ZIEL DER AUFGABE =>
Beantworte anhand des folgenden Textauszugs zu den Energiepreisen bei Kabel Premium die drei Fragen:
(a) Für welchen Zeitraum kann das Unternehmen seit Monaten nur planen?
(b) Worüber verfügt die Konkurrenz aus Skandinavien?
(c) Was macht Norwegen mit seinem eigenen Erdgas?

Kabel Premium hat einen besonders hohen Energiebedarf. Was machen die zurzeit exorbitant hohen Energiepreise mit dem Unternehmen?

Wir können nur kurzfristig agieren, seit Monaten nur für die nächsten Wochen planen. Die Energie – wie vor der Krise – schon fürs nächste oder gar übernächste Jahr einzukaufen, das funktioniert nicht mehr. Die Situation hat etwas Beklemmendes an sich. Wenn unsere Kosten steigen, müssen wir das an unsere Kunden weitergeben. Im internationalen Vergleich leiden die deutschen Papierhersteller am meisten unter den extremen Energiepreisen. So verfügt z. B. unsere Konkurrenz aus Skandinavien über ausreichend Wasser- und Atomkraft, der Strom ist dort unendlich billiger. Damit können wir deutschen Hersteller nicht konkurrieren. Norwegen zum Beispiel verbraucht sein eigenes Erdgas nicht einmal selbst, sondern verkauft es. Wir dagegen waren und sind noch fossil aufgestellt. Das holt uns jetzt ein.

DARGESTELLTE DATEN =>
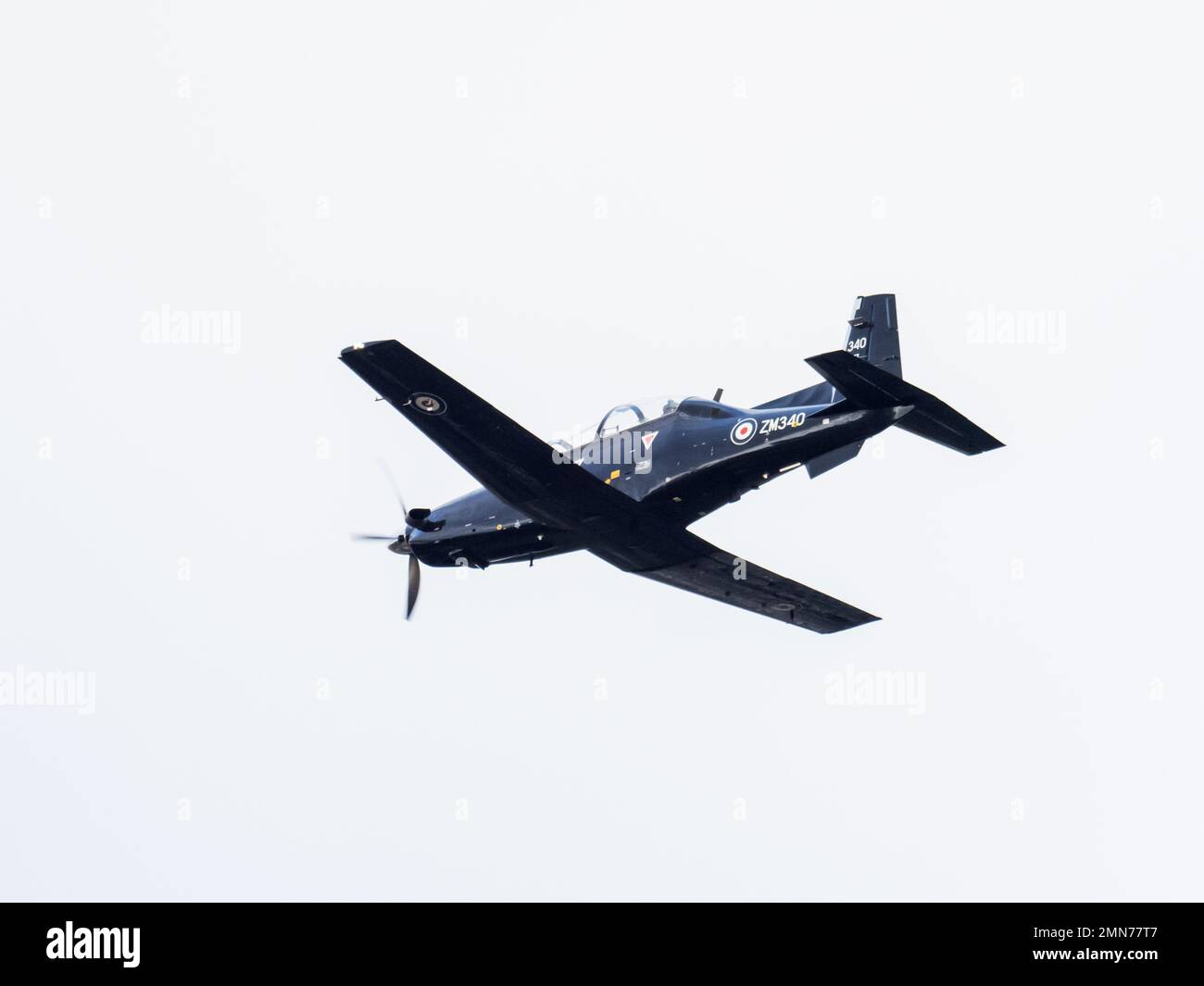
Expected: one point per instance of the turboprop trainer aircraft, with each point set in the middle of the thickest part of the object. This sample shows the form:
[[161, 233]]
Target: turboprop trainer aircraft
[[650, 469]]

SCHRIFTLICHE ANTWORT =>
(a) Nur für die nächsten Wochen.
(b) Über ausreichend Wasser- und Atomkraft.
(c) Norwegen verbraucht es nicht einmal selbst, sondern verkauft es.